** TEXT FOR ANALYSIS follows **
ENMU-Ruidoso Branch Community College Science Department Chair and Biology Instructor Shelly Elfelt recently took biology students on a variety of day-long field trips the week prior to spring break.
They went to a different location each day. The first day they traveled to Carlsbad Caverns National Park where they were able to tour the caverns and hiked into the cave three miles.
The next day they went to the Valley of Fires Recreation Area near Carrizozo, which is managed and maintained by the Bureau of Land Management (BLM), to observe earless lizards and specifically their adaptations to the black lava rock of the valley.
The third day the class traveled to the Three Rivers Petroglyph Site in Tularosa, also managed by the BLM, where they observed the most earless lizards and hiked another 3.2 miles.
On the fourth day they traveled to White Sands National Park in the heart of the Tularosa Basin near Alamogordo for a presentation from the Ranger Biologists on adaptative radiation of earless lizards and other species found in White Sands. After the lesson, the students hiked 2.1 miles deep into the dunes.
Day five they traveled to the ABQ BioPark Zoo in Albuquerque to job shadow with a vertebrate zookeeper.
The students packed a cooler of food each day for a picnic on their hiking trips. The food was provided by the New Mexico Higher Education Food Security grant that the college received this year to address food insecurity in community college students.
** End of TEXT FOR ANALYSIS **
** RECORDED DATA follows **
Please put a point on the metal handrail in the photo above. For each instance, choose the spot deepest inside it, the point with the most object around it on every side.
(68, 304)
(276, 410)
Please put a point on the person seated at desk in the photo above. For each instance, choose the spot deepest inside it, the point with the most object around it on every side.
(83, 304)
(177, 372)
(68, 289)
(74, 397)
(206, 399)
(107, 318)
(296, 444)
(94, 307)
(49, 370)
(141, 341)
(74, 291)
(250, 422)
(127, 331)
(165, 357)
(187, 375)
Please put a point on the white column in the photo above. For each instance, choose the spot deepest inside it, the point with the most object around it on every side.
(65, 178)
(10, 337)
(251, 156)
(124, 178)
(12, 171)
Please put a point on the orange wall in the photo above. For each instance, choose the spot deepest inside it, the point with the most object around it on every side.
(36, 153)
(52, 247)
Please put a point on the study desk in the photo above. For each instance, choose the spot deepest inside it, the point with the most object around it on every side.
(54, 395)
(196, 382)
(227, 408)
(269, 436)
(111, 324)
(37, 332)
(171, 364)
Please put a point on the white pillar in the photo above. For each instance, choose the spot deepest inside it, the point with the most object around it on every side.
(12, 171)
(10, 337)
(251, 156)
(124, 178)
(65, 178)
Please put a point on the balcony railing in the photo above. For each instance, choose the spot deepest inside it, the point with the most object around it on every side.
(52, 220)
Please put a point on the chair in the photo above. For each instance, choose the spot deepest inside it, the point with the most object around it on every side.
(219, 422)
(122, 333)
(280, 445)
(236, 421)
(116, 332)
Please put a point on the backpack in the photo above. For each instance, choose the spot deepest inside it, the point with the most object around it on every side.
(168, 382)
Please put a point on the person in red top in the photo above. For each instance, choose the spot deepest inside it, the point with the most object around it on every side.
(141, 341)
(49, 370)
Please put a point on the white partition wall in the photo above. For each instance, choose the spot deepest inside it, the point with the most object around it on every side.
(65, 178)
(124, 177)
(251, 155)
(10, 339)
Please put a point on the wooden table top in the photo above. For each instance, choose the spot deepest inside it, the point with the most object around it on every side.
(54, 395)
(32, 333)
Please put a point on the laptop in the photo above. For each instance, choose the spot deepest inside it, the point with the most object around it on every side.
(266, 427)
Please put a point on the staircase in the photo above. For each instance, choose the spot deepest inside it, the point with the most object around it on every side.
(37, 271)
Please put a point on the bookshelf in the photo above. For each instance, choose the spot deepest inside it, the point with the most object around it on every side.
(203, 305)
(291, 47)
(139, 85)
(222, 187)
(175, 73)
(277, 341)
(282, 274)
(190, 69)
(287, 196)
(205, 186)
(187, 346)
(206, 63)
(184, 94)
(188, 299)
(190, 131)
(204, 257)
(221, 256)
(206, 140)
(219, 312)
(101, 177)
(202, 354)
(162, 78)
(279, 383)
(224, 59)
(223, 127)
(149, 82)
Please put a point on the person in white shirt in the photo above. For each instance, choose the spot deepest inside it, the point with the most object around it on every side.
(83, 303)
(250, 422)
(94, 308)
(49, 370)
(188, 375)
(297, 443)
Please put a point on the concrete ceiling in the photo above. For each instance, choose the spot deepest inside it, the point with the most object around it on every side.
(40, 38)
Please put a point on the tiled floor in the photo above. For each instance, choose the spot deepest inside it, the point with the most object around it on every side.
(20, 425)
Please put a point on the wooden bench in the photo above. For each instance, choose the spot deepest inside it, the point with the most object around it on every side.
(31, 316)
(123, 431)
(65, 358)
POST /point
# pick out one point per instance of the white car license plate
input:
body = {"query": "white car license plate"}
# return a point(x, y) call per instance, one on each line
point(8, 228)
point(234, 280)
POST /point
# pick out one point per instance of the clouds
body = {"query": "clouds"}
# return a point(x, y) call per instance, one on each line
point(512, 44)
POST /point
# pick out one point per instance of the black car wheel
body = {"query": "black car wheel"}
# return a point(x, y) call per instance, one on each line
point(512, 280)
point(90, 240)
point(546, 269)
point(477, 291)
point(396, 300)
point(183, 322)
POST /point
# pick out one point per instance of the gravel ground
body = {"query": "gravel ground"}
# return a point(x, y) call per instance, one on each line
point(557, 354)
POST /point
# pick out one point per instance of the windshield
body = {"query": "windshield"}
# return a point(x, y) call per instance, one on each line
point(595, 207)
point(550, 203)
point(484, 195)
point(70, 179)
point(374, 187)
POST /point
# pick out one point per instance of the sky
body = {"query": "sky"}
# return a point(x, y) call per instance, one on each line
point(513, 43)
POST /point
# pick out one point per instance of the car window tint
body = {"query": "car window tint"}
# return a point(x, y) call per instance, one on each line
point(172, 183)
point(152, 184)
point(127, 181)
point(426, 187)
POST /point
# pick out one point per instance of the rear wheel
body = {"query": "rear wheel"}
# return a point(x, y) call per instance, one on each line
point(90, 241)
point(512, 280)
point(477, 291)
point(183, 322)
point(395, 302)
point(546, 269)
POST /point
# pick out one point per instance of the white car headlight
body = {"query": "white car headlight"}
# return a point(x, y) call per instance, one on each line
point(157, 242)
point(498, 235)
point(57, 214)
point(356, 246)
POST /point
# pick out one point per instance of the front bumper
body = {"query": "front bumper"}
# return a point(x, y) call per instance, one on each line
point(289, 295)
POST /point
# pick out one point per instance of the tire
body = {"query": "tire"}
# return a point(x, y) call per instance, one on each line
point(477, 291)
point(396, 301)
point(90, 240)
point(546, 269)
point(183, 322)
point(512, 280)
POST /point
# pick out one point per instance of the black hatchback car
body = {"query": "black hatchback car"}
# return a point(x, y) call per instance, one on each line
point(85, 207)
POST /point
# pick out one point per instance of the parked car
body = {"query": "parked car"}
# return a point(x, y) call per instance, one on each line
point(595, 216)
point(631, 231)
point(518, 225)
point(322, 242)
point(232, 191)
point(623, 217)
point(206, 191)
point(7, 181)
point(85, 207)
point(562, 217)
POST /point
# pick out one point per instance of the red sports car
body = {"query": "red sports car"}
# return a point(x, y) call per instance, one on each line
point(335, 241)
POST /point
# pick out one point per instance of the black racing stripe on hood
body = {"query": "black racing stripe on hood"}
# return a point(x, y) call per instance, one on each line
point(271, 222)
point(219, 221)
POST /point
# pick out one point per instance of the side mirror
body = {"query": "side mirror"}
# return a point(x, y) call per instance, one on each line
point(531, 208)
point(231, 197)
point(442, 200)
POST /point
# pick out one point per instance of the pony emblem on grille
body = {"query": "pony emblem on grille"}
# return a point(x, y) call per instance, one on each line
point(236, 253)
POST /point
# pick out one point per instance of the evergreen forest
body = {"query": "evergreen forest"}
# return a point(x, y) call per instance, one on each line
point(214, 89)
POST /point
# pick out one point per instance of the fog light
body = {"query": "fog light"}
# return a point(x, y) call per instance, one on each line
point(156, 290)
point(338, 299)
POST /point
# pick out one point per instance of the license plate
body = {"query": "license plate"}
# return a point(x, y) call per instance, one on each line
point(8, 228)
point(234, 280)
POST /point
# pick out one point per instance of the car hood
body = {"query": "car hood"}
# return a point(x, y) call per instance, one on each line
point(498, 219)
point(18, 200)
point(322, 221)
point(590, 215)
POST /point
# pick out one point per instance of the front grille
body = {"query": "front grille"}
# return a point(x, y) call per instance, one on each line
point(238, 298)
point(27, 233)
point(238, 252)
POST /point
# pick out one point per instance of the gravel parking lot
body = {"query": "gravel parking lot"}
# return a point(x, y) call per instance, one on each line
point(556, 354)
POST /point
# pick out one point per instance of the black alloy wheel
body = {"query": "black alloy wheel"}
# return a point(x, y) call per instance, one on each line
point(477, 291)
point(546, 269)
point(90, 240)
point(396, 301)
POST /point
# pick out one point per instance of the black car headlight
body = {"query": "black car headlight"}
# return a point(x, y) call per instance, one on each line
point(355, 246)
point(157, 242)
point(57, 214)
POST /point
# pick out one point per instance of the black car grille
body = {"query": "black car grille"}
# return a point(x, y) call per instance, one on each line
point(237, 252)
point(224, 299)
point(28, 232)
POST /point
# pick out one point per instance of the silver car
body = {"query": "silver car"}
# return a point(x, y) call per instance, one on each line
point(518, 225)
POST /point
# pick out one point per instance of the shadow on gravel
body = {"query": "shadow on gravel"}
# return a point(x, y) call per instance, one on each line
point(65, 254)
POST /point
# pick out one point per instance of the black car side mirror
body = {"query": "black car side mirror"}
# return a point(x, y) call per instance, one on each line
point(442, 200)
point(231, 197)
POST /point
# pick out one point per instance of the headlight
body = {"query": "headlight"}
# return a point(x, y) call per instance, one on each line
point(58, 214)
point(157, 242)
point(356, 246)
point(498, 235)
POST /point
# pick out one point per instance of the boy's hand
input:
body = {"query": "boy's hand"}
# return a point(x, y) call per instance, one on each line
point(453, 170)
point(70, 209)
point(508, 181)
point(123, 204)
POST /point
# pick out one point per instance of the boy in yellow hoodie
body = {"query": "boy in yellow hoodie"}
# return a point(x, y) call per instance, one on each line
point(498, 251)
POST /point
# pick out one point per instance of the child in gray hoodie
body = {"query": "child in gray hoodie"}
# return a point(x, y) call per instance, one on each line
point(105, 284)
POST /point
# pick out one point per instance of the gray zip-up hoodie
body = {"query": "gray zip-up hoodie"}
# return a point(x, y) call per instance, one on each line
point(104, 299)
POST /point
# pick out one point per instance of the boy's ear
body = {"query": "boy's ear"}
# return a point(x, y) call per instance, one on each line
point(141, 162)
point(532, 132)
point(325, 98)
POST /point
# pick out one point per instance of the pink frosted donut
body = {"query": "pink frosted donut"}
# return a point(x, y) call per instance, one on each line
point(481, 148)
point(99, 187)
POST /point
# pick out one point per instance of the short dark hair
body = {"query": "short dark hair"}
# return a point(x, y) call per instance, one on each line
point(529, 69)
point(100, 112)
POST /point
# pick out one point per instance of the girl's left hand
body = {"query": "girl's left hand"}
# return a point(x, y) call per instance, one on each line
** End of RECORDED DATA **
▶ [WHAT NEEDS TO BE DONE] Extract the part of the article on the biology field trips starting at "They went to a" and ending at "cave three miles.". The lines have no connection to the article on the biology field trips.

▶ [TASK SOLUTION]
They went to a different location each day. The first day they traveled to Carlsbad Caverns National Park where they were able to tour the caverns and hiked into the cave three miles.